Exercise details
What lines in the following entries hold the word "front"? Copy each one.

--- Records Enclosed Below ---

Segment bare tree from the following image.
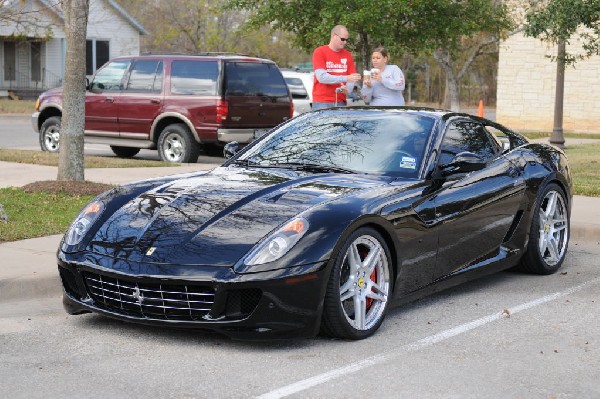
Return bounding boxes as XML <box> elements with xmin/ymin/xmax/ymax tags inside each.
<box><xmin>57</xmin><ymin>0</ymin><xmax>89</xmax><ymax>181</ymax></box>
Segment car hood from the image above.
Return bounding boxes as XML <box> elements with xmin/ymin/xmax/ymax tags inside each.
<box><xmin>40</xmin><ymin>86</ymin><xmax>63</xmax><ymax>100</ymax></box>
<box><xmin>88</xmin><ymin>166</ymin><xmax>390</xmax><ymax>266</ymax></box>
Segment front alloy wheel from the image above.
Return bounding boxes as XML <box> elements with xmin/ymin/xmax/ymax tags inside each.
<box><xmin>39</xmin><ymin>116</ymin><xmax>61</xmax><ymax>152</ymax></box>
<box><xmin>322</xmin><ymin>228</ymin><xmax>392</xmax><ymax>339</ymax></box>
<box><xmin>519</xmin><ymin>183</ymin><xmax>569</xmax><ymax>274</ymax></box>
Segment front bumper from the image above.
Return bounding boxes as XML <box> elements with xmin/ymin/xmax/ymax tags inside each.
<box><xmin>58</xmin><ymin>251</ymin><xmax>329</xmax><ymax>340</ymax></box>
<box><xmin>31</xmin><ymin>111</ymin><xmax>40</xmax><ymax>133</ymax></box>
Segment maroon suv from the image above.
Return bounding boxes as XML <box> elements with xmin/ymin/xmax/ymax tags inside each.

--- End of Enclosed Records ---

Task output
Segment front alloy wheel from the image above.
Segment front bumper from the image above.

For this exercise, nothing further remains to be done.